Exercise: Return each line in the records below that contains the string "boardwalk".

Excerpts from point annotation data:
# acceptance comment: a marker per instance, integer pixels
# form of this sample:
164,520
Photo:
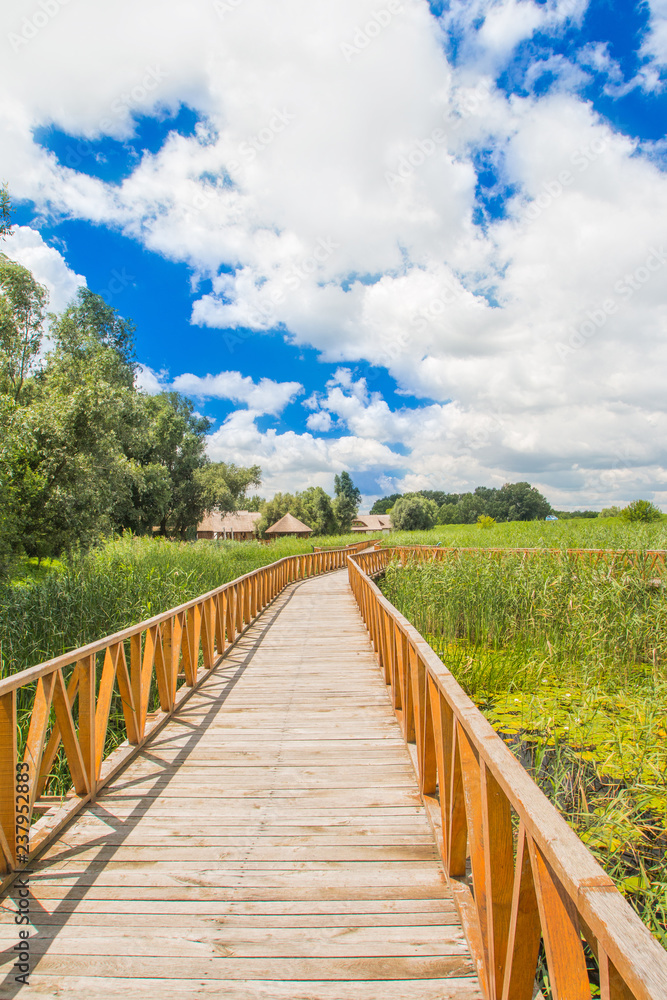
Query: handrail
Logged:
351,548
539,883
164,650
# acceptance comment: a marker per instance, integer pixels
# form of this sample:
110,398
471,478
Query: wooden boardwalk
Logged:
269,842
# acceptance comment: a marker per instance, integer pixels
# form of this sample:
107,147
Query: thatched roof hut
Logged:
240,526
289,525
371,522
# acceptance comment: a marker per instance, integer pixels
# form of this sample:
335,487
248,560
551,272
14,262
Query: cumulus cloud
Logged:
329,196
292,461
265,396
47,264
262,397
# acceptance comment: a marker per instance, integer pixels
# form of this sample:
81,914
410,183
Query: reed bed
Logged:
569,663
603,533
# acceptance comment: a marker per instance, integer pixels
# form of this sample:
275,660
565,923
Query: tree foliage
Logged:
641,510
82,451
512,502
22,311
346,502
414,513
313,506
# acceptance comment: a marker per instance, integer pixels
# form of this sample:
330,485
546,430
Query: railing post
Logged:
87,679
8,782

==

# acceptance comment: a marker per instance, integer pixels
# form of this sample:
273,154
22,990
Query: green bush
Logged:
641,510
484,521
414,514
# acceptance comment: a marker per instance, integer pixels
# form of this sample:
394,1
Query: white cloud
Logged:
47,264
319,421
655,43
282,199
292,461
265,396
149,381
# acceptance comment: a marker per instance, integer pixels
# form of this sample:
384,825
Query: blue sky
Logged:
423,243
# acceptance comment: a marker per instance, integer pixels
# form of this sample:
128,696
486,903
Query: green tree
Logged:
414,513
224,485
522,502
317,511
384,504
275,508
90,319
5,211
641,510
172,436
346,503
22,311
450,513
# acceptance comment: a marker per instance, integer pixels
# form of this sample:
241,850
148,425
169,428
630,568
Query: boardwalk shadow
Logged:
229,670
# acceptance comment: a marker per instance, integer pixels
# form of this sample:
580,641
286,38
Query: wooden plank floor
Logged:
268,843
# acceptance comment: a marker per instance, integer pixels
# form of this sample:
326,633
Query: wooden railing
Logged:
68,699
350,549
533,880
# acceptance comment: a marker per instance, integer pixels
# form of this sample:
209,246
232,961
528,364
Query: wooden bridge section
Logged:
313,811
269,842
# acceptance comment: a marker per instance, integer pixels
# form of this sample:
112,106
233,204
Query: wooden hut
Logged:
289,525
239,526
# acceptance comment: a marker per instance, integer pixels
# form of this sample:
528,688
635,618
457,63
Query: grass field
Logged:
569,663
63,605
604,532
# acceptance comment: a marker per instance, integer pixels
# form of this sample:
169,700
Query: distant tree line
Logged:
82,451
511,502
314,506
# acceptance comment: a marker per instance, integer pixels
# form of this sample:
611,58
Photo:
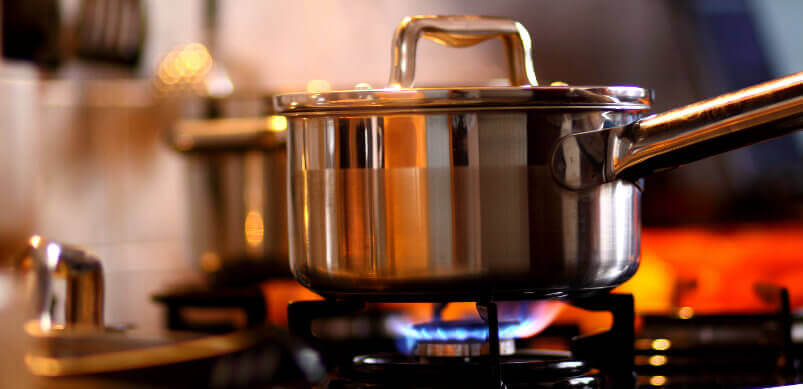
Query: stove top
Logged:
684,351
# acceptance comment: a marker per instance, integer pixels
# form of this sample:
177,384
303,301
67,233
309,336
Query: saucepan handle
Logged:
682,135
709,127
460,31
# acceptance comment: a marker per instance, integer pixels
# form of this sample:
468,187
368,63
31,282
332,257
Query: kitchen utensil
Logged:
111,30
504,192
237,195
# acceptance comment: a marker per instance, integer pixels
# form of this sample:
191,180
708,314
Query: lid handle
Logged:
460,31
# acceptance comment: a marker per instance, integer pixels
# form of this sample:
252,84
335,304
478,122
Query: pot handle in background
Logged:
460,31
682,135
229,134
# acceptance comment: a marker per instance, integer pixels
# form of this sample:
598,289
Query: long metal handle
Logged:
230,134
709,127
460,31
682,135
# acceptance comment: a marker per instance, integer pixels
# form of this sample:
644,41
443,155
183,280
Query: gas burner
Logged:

In response:
Query: wooden boardwalk
Query: boardwalk shadow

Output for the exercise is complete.